26 de jun. de 2008

Uma mulher de fé

Quando se casou com um homem 20 anos mais velho, a menina Rivalina Alcântara, então com 19 anos, sabia que ele tinha sete filhas de um primeiro casamento. Se a união se deu por amor ou por resignação não se sabe, mas acabou por dar à luz a mais sete de Eduardo da Silva e os criou praticamente sozinha. Nascida na pequena Santa Rita do Passa Quatro em 1910, viveu uma paupérrima e errante infância naquelas cidadelas, vilas e pequenos povoados da divisa SP/MG. Numa festa de São João na praça central de São Simão foi que conheceu Eduardo. Elegante e eloqüente, além de homem de negócios, à primeira vista não havia como negar ser um bom partido. Foi-se embora com ele. Instalaram-se em Guaxupé, cidade nova onde morava sua querida irmã mais velha, a Orfila, que seria sua amiga e companheira de solidão na velhice.

A extrema devoção de Rivalina para com Nossa Senhora Aparecida, crença inflexível que a acompanharia até o dia de sua morte, fez com que, ainda jovem, se ajoelhasse em promessa – uma das milhares que fez e cumpriu – de que, se todos os seus filhos nascessem com saúde, as moças seriam Maria. A primeira a rebentar foi Maria do Carmo, e depois seguindo em escadinha vieram Maria José, Maria do Rosário, Maria Valdete, Maria Imaculada e os únicos dois machos da linhagem dos catorze de Eduardo: Eduardinho e Severo Ângelo. Nenhuma das cinco meninas jamais foi chamada, após a proliferação de seus descendentes, pelo nome de Maria; eram Do Carmo, Zezé, Rosária, Dete e Lada. A mãe era a única que as tratava pelos nomes completos e o pai, que confundia os nomes, inventava apelidos pra cada uma.

No começo Eduardo levava a jovem Rivalina à reboque de cidade em cidade, e em cada uma ficavam pouco tempo, o que fez com que cada Maria nascesse em diferentes lugares. O homem era um negociante; tinha projetos mirabolantes e vendia tudo o que caísse no seu colo. Fazia negócios com agricultores e mercadores de todos os tipos; tecia com destreza convincentes argumentos que brilhavam os olhos dos seus parceiros de escambo. Em verdade nunca foi cogitada a hipótese de ser estelionatário porque Eduardo, um entusiasta, estava sempre duro. Dizem – principalmente os filhos – que não houvera outra inteligência igual à dele. O caçula Severo, anos depois, contou-me que no jogo de xadrez fazia-se um alvoroço toda vez que Eduardo entrava no “clube” das cidades do pedaço e as apostas rodavam os quatro cantos e que jamais perdeu um jogo. Na matemática então fazia contas de cabeça com números quebrados de dois além da vírgula; um computador!

§ **Material apresentado**

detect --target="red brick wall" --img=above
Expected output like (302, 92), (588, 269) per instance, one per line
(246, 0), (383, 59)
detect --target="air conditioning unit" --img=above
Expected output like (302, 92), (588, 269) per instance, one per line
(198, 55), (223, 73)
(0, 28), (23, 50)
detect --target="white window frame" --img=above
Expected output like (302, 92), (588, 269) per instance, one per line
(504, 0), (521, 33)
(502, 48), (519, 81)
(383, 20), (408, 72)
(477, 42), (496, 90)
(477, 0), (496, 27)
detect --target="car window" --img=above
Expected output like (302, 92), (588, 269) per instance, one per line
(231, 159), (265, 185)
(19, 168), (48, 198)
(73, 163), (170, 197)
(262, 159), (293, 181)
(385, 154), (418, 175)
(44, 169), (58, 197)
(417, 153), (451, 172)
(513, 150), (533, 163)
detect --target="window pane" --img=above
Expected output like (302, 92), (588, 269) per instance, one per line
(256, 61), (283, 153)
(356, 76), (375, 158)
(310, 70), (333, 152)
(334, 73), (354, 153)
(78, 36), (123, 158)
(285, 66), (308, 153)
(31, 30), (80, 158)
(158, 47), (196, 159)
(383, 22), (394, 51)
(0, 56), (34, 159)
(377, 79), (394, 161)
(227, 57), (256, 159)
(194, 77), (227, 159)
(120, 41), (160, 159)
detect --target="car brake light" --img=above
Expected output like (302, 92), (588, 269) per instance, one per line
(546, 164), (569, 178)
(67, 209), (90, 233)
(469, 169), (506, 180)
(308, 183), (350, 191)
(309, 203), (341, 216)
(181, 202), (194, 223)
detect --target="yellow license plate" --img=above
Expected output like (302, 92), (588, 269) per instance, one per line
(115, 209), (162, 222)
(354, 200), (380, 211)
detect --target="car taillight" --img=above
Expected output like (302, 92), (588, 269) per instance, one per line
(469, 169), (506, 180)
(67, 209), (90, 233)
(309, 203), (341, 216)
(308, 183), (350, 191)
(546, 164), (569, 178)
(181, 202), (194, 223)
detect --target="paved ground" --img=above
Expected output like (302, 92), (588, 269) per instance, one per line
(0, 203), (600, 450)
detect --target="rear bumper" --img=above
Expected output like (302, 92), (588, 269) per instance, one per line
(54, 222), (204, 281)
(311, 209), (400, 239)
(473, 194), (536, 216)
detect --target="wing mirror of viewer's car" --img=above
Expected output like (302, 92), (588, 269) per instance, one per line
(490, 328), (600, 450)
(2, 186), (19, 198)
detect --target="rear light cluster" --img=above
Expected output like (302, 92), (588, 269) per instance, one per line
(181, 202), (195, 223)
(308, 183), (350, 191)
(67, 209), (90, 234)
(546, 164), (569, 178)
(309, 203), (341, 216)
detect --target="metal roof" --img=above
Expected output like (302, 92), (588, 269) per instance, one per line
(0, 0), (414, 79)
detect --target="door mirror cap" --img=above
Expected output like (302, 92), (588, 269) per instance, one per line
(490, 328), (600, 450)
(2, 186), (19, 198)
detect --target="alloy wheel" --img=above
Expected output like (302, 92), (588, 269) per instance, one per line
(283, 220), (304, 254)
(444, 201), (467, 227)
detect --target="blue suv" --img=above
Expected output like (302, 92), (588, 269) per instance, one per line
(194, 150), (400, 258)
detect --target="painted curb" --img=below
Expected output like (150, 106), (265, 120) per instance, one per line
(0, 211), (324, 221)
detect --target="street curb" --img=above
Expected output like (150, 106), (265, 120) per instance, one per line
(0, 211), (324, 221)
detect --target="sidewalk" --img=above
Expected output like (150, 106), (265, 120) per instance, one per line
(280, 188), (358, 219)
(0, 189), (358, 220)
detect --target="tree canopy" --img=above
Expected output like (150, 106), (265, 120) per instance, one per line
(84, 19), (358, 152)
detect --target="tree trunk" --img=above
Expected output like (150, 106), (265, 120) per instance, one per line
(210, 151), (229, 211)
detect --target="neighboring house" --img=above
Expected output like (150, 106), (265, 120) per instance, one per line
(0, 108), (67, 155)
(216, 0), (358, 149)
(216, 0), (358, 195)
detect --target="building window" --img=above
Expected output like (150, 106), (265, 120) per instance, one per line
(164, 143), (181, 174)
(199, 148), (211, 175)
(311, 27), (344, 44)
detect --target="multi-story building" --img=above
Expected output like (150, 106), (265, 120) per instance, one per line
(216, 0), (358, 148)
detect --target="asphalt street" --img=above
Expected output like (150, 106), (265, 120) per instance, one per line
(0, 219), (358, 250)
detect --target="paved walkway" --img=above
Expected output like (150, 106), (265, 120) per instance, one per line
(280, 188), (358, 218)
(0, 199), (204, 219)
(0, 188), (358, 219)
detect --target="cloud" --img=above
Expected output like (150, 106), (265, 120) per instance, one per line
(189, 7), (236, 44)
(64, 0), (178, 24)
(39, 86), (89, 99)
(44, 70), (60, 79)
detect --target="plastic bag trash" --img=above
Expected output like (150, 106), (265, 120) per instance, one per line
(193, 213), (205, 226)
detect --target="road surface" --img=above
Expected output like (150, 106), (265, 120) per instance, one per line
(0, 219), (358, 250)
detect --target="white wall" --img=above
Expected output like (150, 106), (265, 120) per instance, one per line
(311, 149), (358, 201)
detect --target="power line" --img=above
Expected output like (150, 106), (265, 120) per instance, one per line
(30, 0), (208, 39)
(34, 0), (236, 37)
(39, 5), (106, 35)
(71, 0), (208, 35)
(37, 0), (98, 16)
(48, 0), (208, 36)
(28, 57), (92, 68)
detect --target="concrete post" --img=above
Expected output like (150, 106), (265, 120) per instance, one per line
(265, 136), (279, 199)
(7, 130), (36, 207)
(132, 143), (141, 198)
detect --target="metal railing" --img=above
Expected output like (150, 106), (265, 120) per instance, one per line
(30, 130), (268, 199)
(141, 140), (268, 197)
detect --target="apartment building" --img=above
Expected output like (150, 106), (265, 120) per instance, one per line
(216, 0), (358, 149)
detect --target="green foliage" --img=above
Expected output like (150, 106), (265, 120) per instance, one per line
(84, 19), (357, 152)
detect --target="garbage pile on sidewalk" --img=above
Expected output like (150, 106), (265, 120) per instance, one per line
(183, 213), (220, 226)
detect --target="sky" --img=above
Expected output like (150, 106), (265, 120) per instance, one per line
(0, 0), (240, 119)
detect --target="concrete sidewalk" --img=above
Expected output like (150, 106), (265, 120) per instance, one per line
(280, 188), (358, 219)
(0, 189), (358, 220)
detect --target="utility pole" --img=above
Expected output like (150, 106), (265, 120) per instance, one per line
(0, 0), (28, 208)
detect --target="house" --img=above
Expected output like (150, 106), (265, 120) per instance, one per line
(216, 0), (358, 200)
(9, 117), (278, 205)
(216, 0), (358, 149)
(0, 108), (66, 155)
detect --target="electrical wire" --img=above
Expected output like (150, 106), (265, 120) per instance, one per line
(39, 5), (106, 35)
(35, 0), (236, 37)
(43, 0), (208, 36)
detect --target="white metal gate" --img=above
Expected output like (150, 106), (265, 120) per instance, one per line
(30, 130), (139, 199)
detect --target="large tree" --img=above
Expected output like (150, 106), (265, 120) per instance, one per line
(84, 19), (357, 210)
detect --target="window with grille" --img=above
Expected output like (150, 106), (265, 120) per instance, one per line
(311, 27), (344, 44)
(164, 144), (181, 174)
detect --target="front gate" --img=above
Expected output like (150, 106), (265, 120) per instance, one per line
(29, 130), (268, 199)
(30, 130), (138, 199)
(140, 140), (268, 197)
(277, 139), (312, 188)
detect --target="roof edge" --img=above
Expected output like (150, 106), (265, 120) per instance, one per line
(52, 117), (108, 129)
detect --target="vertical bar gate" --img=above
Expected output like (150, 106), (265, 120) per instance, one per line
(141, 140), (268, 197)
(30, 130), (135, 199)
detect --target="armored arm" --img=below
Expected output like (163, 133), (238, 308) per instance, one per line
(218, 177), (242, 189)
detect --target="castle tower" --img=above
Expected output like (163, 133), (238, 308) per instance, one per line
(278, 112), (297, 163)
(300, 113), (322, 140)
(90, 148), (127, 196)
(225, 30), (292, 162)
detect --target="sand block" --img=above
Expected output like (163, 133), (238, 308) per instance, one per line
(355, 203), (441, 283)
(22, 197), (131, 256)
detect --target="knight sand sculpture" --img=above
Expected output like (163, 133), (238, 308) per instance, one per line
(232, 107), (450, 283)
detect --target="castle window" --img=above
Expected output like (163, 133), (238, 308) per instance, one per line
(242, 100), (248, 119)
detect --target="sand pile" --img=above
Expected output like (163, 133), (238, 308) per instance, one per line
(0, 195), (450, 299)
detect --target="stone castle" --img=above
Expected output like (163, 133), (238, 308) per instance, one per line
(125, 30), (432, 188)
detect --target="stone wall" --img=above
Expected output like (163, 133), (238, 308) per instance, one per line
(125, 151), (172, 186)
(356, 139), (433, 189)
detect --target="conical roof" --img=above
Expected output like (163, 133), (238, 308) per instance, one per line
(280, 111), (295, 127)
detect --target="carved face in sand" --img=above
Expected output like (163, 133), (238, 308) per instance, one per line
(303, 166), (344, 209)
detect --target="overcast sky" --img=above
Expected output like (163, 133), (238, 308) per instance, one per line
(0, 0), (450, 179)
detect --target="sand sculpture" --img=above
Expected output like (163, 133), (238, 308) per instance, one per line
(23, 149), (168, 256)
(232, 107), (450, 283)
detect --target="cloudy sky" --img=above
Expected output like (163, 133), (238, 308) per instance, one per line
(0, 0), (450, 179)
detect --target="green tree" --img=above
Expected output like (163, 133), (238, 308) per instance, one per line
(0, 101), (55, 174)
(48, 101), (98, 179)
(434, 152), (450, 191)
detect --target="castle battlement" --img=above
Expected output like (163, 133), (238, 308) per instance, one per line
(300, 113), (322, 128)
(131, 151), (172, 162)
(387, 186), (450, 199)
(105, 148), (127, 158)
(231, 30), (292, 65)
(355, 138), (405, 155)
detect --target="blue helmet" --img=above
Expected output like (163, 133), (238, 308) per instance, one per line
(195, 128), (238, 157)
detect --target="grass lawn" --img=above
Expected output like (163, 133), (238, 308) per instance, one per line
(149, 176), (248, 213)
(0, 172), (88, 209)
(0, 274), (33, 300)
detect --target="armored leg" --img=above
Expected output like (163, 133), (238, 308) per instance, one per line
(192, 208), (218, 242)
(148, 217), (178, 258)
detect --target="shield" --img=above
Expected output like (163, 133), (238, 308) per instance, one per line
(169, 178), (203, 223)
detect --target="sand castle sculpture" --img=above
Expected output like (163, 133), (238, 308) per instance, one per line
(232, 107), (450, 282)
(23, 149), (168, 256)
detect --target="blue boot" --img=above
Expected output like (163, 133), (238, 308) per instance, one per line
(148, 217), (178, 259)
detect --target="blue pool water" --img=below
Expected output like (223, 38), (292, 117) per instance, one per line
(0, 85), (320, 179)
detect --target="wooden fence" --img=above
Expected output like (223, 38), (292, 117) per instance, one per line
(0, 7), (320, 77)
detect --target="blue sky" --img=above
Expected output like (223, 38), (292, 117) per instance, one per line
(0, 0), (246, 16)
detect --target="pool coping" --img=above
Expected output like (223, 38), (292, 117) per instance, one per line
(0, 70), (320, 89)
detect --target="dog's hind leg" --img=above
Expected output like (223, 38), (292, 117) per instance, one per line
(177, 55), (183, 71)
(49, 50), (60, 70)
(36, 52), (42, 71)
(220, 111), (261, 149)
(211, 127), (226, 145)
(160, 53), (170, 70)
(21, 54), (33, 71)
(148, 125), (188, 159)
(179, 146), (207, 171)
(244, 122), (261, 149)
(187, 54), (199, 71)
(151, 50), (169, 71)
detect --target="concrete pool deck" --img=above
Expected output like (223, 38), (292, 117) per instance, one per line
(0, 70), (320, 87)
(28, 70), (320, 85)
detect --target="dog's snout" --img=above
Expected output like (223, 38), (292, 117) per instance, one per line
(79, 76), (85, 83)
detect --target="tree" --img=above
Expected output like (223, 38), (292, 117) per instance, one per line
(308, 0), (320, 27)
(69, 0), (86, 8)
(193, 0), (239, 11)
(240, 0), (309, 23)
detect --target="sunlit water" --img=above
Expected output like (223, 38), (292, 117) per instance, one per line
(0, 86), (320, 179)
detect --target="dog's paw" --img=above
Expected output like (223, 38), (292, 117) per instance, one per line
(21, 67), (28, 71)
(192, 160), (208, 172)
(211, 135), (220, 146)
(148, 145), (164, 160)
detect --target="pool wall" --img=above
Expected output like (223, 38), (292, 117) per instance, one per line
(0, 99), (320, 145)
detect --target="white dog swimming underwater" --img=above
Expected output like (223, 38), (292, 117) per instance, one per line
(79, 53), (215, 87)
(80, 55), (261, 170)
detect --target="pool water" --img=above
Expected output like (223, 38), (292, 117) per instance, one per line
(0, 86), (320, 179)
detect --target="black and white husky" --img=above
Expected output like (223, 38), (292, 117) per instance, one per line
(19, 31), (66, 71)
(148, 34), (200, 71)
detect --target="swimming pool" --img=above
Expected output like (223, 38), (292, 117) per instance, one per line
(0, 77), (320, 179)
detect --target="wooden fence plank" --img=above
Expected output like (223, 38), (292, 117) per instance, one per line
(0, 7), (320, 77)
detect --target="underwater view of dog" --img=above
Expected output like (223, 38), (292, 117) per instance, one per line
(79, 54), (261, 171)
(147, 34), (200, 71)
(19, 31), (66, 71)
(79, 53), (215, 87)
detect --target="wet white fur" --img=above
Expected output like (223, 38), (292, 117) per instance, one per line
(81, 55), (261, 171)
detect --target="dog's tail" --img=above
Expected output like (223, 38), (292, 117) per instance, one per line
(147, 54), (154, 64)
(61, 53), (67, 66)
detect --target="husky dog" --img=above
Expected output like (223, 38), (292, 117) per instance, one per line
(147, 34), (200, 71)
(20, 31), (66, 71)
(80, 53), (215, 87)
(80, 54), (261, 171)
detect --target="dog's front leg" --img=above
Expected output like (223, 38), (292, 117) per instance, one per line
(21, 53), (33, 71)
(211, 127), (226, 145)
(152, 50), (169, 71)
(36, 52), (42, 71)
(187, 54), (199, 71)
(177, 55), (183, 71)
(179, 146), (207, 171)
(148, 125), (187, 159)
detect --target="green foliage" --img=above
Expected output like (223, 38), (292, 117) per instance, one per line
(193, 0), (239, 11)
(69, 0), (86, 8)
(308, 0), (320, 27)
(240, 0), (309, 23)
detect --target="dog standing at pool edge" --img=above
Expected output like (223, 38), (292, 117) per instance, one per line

§ **Objetivo A**
Relacione os nomes completos, tal como aparecem no relato sobre Rivalina, das filhas que ela deu à luz e que receberam o nome de Maria.
§ **Objetivo B**
Prossiga o relato sobre Rivalina a partir do ponto em que ele termina.
Os itens não têm qualquer papel no que aqui se solicita.

§ **Resposta final A**
Maria do Carmo, Maria José, Maria do Rosário, Maria Valdete e Maria Imaculada.

§ **Resposta final B**
Eduardo nunca voltou com bom dinheiro das “geniais” empreitadas. Rivalina, que ficou em Guaxupé após parir a Lada, já há anos apenas “servia” o marido quando regressava das decepcionantes investidas; para ela era um sonhador irresponsável. Tinha ainda a certeza secreta de que Eduardo ganhava muito, mas torrava na mundaria todo o ganho antes de voltar pra casa, muitas vezes de sapatos e paletós novos em folha. Com sorte, Rivalina ganhava pormenores como panelas e enfeites de barro e um dinheiro que segurava miseravelmente a sobrevivência da família até que o próximo empreendimento do pensante Eduardo os tirasse daquela “maré passageira” e os elevasse a um status de digna nobreza.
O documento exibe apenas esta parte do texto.